WHAT TO WORK ON
Your reply should consist solely of the number of lines in the data that contain "vanity".

EXERCISE INPUT
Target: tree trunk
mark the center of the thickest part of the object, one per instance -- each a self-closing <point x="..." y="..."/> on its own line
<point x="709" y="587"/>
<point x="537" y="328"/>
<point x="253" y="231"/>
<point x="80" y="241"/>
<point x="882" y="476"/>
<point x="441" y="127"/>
...
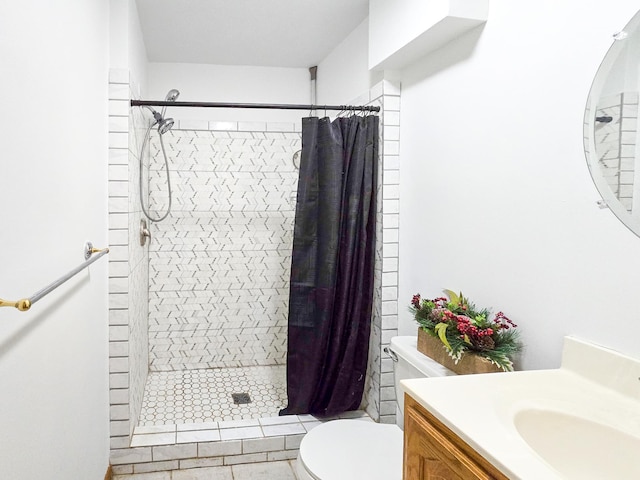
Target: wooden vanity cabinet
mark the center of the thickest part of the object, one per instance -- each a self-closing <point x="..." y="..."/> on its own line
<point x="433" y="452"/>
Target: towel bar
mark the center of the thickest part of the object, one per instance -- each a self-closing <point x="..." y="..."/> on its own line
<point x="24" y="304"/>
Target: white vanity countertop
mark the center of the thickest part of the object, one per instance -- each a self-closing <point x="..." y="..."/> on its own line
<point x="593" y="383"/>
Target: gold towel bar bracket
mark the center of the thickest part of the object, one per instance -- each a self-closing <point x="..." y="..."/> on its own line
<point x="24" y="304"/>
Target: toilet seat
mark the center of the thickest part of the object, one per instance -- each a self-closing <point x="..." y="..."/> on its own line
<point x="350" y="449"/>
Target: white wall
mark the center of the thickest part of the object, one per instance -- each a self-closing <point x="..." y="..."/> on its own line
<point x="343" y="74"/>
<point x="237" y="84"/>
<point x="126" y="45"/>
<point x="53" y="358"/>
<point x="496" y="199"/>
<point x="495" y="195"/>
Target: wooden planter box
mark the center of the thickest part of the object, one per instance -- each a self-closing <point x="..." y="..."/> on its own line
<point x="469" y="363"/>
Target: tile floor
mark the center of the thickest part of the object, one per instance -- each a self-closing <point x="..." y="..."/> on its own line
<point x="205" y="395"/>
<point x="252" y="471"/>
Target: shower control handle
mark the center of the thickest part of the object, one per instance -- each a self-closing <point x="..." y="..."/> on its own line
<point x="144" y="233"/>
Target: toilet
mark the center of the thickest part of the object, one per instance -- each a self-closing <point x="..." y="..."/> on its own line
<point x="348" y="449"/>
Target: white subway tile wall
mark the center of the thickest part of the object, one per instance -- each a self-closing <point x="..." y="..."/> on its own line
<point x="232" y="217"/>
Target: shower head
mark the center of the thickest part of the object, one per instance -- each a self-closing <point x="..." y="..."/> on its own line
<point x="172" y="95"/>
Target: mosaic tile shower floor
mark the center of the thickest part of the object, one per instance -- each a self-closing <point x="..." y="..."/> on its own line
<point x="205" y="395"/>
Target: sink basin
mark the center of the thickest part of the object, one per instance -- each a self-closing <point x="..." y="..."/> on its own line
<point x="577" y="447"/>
---
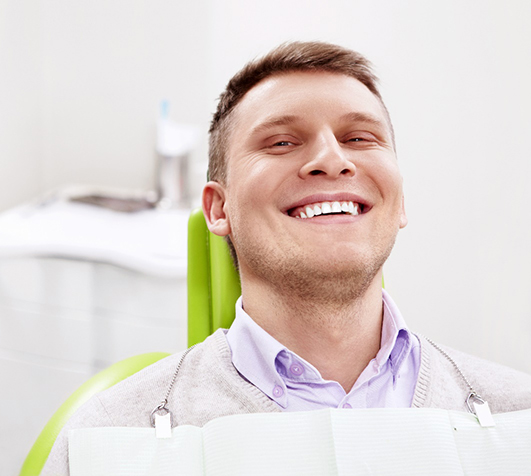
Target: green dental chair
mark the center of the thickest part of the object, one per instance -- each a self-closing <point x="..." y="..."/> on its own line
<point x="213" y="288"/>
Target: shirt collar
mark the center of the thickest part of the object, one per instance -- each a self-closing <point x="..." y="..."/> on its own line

PROBLEM SOLUTION
2